* Your objective *
Rewrite everything from the start of the listing down to and including the line containing "(1278, 268)", keeping the requests and shifting each pixel coordinate by adding -56 to both of its numbers. Leave the pictures out.

* Input records *
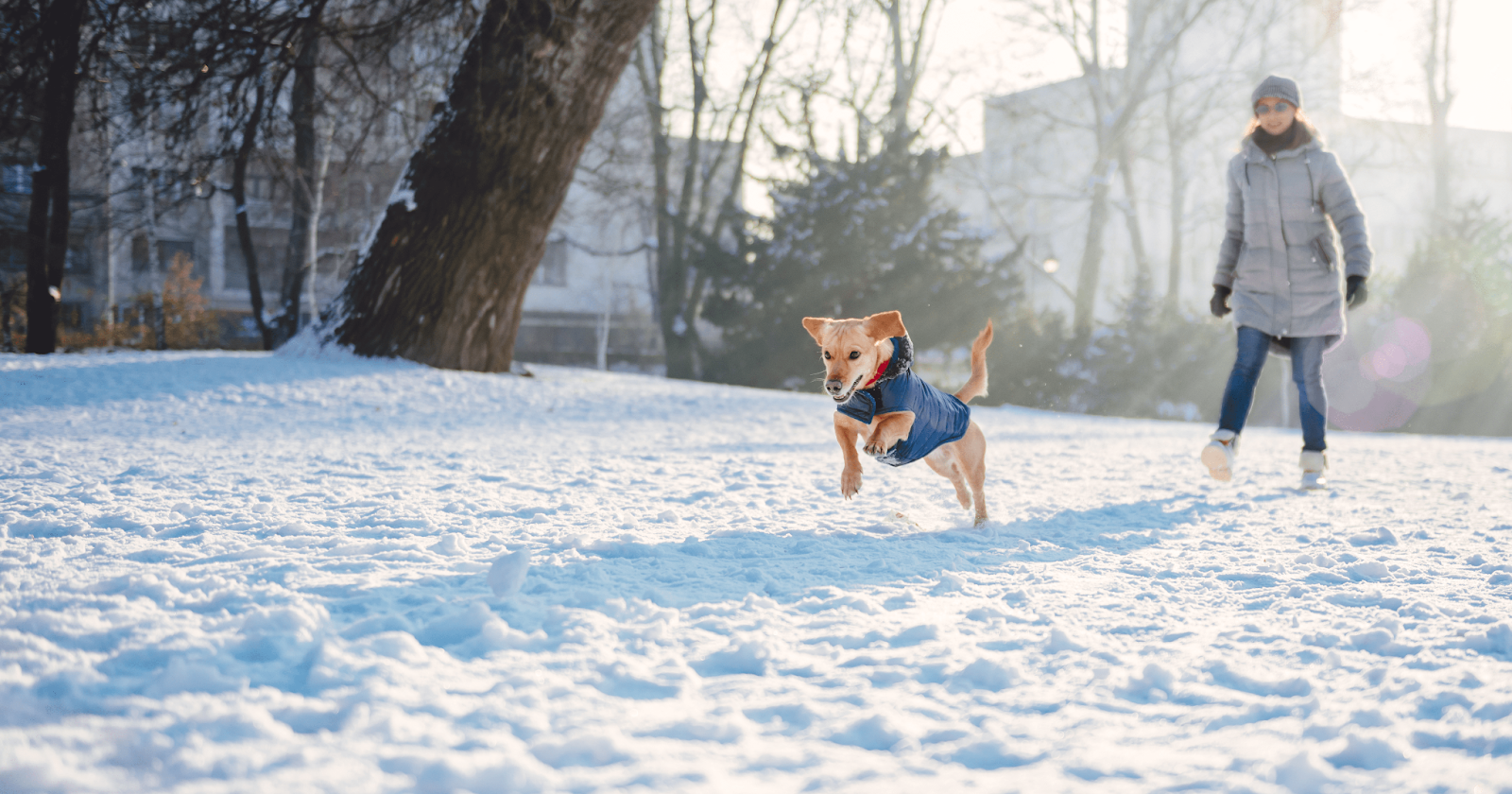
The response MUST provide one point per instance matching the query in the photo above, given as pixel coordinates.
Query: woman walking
(1278, 268)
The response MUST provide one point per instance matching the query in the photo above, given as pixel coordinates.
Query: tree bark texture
(1178, 221)
(443, 282)
(244, 231)
(1091, 271)
(47, 223)
(302, 108)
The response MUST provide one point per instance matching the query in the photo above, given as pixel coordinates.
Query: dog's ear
(816, 327)
(884, 325)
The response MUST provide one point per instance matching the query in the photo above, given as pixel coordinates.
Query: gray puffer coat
(1280, 254)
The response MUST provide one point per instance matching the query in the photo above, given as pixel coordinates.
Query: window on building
(552, 271)
(15, 179)
(269, 247)
(77, 261)
(166, 250)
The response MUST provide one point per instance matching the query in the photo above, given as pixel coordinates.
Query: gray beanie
(1282, 88)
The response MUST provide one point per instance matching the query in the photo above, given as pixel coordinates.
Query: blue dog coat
(937, 418)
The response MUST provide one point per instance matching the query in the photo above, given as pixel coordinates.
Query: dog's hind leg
(944, 465)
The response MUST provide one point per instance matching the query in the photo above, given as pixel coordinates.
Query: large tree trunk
(244, 231)
(47, 224)
(1091, 271)
(1142, 267)
(301, 112)
(445, 279)
(1440, 97)
(1178, 221)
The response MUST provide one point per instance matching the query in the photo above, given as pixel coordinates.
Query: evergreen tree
(850, 239)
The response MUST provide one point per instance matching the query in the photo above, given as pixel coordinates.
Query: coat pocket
(1323, 247)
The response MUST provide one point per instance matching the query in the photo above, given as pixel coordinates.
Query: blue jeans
(1307, 371)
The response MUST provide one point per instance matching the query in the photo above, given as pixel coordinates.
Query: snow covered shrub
(188, 319)
(850, 239)
(1154, 357)
(1458, 287)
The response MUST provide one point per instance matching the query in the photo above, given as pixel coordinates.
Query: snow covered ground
(246, 572)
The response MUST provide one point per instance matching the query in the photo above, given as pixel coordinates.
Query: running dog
(868, 372)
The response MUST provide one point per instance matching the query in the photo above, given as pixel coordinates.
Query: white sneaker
(1219, 454)
(1313, 468)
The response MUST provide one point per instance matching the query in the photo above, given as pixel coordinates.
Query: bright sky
(1383, 43)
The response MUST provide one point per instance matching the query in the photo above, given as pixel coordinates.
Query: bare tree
(1116, 97)
(708, 165)
(445, 279)
(1440, 97)
(1192, 98)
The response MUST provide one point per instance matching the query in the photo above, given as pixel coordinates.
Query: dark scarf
(902, 359)
(1297, 135)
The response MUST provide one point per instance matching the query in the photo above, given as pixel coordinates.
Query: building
(590, 302)
(1035, 176)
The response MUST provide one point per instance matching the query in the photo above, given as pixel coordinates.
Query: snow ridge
(229, 572)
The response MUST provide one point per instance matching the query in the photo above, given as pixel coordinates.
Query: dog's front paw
(850, 481)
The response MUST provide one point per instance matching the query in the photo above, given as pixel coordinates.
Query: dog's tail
(977, 385)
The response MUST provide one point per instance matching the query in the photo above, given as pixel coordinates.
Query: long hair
(1300, 118)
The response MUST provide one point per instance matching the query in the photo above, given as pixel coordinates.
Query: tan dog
(881, 403)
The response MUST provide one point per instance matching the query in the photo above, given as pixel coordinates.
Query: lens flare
(1381, 383)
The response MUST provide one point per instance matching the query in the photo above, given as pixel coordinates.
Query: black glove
(1219, 302)
(1355, 292)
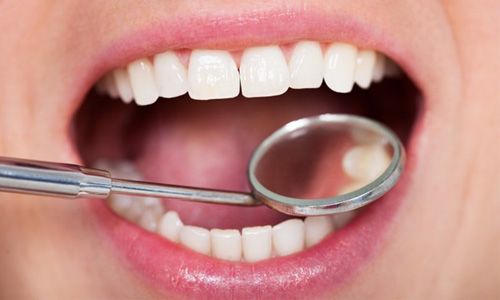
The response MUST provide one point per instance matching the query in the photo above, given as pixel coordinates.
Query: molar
(142, 80)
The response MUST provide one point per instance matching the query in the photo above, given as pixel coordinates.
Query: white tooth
(170, 226)
(142, 80)
(257, 243)
(100, 86)
(110, 86)
(366, 162)
(306, 65)
(365, 65)
(122, 82)
(170, 75)
(340, 220)
(392, 69)
(212, 74)
(226, 244)
(149, 219)
(120, 203)
(195, 238)
(340, 63)
(379, 69)
(263, 72)
(317, 228)
(288, 237)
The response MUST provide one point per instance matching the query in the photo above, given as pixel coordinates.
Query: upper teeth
(262, 71)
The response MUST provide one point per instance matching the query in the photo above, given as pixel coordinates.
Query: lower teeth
(251, 244)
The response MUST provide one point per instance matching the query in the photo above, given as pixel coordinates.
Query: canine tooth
(100, 86)
(365, 65)
(170, 226)
(379, 68)
(316, 228)
(340, 63)
(340, 220)
(226, 244)
(263, 72)
(365, 162)
(195, 238)
(306, 65)
(142, 80)
(212, 74)
(110, 86)
(149, 219)
(123, 87)
(288, 237)
(257, 243)
(170, 75)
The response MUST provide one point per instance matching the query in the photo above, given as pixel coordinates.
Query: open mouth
(148, 118)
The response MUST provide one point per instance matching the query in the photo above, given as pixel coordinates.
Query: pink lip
(182, 273)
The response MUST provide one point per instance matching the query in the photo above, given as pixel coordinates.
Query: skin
(444, 243)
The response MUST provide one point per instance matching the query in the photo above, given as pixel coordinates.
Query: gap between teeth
(362, 163)
(262, 72)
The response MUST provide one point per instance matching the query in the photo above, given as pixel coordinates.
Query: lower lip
(179, 272)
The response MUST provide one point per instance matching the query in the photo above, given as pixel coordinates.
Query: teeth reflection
(253, 244)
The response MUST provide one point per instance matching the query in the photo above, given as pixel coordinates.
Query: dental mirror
(319, 165)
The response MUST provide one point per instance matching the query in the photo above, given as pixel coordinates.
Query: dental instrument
(267, 171)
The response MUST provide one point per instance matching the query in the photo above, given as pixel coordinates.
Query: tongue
(208, 144)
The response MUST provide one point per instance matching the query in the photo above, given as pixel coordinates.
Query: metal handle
(53, 179)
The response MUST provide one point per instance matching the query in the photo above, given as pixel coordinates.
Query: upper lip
(174, 269)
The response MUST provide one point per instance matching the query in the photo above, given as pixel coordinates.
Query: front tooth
(195, 238)
(306, 65)
(212, 74)
(379, 69)
(226, 244)
(170, 226)
(257, 243)
(366, 163)
(340, 63)
(317, 228)
(365, 65)
(142, 80)
(170, 75)
(122, 82)
(288, 237)
(263, 72)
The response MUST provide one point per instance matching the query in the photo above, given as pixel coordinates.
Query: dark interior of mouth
(208, 143)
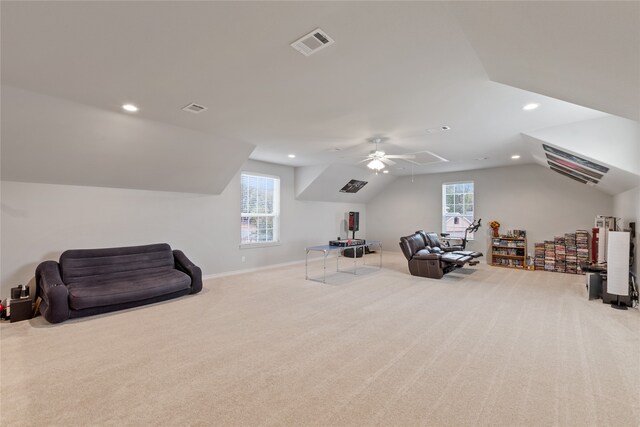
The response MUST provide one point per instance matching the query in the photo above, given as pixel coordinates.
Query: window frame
(275, 214)
(443, 224)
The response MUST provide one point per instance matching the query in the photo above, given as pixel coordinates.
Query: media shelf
(509, 252)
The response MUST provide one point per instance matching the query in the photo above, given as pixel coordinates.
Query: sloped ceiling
(51, 140)
(586, 53)
(613, 182)
(328, 181)
(396, 70)
(611, 141)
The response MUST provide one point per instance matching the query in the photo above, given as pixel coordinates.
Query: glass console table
(326, 249)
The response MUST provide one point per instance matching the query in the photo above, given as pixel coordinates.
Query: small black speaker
(354, 221)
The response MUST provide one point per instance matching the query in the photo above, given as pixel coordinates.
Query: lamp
(375, 164)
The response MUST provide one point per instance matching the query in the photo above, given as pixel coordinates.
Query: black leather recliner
(431, 239)
(431, 262)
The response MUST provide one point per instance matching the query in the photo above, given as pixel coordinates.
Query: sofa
(92, 281)
(432, 261)
(431, 240)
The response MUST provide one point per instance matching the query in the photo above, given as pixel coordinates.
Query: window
(457, 208)
(260, 210)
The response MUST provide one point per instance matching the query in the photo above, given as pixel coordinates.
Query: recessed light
(130, 108)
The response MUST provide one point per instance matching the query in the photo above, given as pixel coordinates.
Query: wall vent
(312, 42)
(194, 108)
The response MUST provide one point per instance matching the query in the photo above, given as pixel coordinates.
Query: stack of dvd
(538, 261)
(582, 245)
(572, 252)
(561, 254)
(549, 255)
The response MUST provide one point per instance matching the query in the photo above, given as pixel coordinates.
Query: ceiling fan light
(375, 164)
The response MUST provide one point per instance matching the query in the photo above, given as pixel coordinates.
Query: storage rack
(510, 252)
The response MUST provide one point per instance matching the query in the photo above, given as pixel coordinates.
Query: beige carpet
(485, 346)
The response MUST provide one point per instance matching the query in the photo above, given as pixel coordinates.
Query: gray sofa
(92, 281)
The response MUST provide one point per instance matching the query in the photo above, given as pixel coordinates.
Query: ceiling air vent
(353, 186)
(423, 158)
(312, 42)
(194, 108)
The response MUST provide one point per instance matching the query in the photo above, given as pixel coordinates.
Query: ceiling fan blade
(401, 156)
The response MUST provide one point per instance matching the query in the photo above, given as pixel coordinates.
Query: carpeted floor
(484, 346)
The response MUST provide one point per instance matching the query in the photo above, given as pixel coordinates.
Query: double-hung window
(457, 208)
(260, 210)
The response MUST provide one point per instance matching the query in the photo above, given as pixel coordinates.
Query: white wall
(527, 197)
(40, 221)
(627, 206)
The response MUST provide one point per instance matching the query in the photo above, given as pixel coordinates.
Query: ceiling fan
(378, 159)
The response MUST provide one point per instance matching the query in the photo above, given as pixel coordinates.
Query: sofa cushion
(78, 264)
(127, 287)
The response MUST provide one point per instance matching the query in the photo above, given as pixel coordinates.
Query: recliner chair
(431, 239)
(426, 261)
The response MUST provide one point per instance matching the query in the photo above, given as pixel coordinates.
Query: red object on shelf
(594, 245)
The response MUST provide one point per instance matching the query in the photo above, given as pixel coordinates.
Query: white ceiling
(585, 52)
(395, 70)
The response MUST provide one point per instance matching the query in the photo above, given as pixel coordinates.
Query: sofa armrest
(53, 291)
(185, 265)
(427, 256)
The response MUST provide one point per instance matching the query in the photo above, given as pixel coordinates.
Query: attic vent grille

* Complete output *
The response MUST provide one point per instance matching the query in the photo above, given as pixel coordinates.
Query: woman walking
(1222, 212)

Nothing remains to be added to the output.